▶ **提供テキスト**
ユニクロが今秋、同時期にインドに3店舗をオープンすることは日印両国のメディアで大きく報じられた通りだが、10月頃にデリーに1号店がオープンするのに先駆けて、先週、現地で”LifeWare”のプレビューが開催された。その際、ユニクロR&D統括責任者、勝田幸宏氏がインドメディアのインタビューに答えている。印象的な言葉を勝手にまとめてみた。

▶ **記録一覧**
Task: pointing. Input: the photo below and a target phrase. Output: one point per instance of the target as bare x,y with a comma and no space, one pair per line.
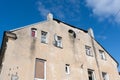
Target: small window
40,69
105,76
91,75
43,37
33,32
102,54
14,77
58,41
67,68
88,51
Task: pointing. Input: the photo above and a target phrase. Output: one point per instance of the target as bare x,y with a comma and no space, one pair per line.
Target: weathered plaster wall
21,54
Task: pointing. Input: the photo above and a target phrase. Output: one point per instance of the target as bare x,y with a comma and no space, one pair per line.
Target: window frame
93,74
105,76
34,32
67,68
44,37
58,41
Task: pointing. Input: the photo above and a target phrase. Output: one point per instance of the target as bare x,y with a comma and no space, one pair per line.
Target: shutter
56,37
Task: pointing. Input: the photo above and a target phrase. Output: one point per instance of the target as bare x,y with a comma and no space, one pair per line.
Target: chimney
49,16
90,32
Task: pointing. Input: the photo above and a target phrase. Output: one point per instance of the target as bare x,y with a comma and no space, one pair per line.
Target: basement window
102,55
105,76
43,37
58,41
91,75
88,50
33,32
67,68
40,69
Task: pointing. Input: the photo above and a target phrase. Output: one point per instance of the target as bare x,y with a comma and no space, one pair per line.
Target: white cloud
102,37
105,9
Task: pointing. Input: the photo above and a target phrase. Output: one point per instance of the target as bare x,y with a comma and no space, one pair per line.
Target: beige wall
21,53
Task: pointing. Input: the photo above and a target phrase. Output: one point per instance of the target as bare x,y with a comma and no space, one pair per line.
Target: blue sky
103,16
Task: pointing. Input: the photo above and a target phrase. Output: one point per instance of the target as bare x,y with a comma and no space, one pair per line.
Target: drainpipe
90,32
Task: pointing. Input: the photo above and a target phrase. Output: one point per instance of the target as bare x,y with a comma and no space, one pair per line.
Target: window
40,69
33,32
58,41
67,68
102,54
43,37
105,76
14,77
88,50
91,75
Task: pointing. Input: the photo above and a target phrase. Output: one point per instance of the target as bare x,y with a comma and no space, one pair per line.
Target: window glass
33,32
102,54
43,37
40,69
88,50
91,75
67,68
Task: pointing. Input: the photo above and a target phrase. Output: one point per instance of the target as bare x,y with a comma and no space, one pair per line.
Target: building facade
54,50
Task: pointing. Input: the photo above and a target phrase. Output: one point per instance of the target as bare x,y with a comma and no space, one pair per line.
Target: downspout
4,45
90,32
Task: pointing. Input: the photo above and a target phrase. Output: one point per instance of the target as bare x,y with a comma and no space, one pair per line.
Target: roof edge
70,25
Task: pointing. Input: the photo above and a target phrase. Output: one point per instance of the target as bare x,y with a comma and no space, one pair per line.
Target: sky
103,16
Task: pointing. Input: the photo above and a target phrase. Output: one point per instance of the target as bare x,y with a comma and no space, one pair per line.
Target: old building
54,50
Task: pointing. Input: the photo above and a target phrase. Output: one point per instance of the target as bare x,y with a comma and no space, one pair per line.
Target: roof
68,25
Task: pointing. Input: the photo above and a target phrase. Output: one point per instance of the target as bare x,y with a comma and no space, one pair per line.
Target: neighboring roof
70,25
66,24
108,53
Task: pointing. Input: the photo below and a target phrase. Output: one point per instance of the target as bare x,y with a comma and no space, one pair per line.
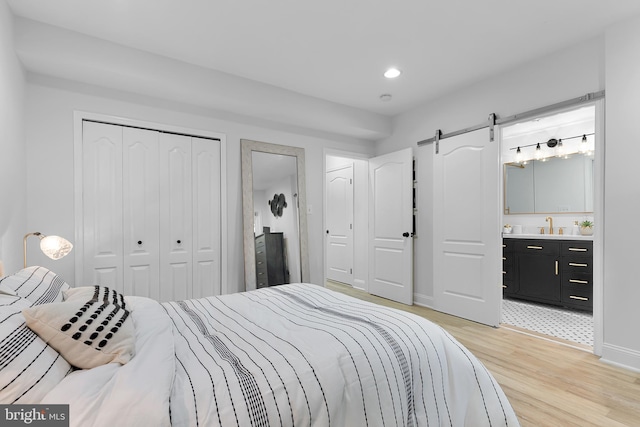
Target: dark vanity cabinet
558,272
577,274
508,268
270,260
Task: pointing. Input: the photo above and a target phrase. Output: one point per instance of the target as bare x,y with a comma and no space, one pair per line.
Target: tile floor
571,325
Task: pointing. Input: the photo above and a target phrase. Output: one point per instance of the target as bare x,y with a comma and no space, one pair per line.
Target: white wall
49,135
558,77
622,195
13,201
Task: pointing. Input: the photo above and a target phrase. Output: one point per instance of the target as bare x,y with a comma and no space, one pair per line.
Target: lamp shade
55,247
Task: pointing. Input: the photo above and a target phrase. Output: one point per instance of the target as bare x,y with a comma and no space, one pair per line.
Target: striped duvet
306,356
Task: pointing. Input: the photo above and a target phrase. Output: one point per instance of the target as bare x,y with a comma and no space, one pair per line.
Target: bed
295,354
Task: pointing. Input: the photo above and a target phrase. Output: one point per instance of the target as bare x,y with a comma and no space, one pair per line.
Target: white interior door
391,226
141,194
207,251
175,217
339,187
466,229
102,205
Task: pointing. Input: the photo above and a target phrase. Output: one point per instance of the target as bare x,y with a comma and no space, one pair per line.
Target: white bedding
287,355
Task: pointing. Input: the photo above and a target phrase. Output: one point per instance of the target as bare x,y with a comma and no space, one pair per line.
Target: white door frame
78,117
598,214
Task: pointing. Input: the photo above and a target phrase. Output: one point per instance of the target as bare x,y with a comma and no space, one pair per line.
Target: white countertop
546,236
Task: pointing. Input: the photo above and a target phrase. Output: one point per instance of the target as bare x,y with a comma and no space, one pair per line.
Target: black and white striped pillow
92,327
37,284
29,368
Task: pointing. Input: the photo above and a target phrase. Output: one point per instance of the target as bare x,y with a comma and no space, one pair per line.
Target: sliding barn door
467,247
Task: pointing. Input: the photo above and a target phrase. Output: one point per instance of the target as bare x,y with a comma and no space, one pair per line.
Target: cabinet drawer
577,265
579,297
543,247
577,279
508,245
577,248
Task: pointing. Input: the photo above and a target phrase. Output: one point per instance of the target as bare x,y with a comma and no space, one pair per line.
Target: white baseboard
621,356
360,284
423,300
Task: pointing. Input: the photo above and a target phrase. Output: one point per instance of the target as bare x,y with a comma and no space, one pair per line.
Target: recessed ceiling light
392,73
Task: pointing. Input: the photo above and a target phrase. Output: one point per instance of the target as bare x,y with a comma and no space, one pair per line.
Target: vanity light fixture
392,73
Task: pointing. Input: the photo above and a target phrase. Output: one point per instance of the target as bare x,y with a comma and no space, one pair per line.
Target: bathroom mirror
274,214
556,185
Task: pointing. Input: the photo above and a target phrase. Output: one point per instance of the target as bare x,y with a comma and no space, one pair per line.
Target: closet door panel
141,212
206,217
176,213
102,205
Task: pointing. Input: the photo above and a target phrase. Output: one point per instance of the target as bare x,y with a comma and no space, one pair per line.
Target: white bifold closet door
151,212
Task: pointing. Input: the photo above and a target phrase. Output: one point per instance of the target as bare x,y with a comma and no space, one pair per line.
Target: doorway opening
551,203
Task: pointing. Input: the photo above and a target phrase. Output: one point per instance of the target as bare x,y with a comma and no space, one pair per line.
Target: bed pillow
29,368
92,327
37,284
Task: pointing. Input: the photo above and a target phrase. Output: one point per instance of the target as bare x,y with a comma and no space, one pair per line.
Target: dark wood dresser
270,260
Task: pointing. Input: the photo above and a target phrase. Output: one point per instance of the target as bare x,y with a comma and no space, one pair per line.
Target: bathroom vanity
550,269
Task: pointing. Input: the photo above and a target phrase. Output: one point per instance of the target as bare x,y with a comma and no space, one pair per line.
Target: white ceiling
337,50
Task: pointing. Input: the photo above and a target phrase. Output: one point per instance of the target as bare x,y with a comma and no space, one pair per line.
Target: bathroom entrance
552,184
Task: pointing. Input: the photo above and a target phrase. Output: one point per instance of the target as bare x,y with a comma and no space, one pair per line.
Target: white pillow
37,284
29,368
92,327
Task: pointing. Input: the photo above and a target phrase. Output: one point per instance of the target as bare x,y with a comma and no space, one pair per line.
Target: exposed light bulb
583,144
518,155
560,148
538,154
392,73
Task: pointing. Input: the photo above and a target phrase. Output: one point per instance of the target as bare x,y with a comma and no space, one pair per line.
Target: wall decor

▶ **作業指示**
ユニクロのインド出店を伝える提供テキストを、最後の一文の後から書き進めてください。 これらの記録は提供テキストとは関係がありません。

▶ **回答**
まず、インド市場への進出については、「シンプルな服で人々が個性を発揮する一助となる」というユニクロのデザイン哲学はインドでも通用する、と自信溢れる内容。「服自体はそんなに主張(英文では"attitude")を持つべきでない」が、「人々は個性を持つべきだ」とし、そのために、ユニクロは「シンプル」かつ「(各自が自分の)スタイルに組み入れ、合わせることができる完璧な服」を提供しなければならないと。中国での成功を引き合いに出し、インドでの成功も確信している。そして、R&Dの役割としては、ユニクロが最重要視する顧客ニーズに対応するために、世界各国の2200店舗から寄せられる情報に熱心に耳を傾けることだとし、「インドの顧客が我々の次なる革新のヒントを与えてくれるかもしれない」と結んでいる。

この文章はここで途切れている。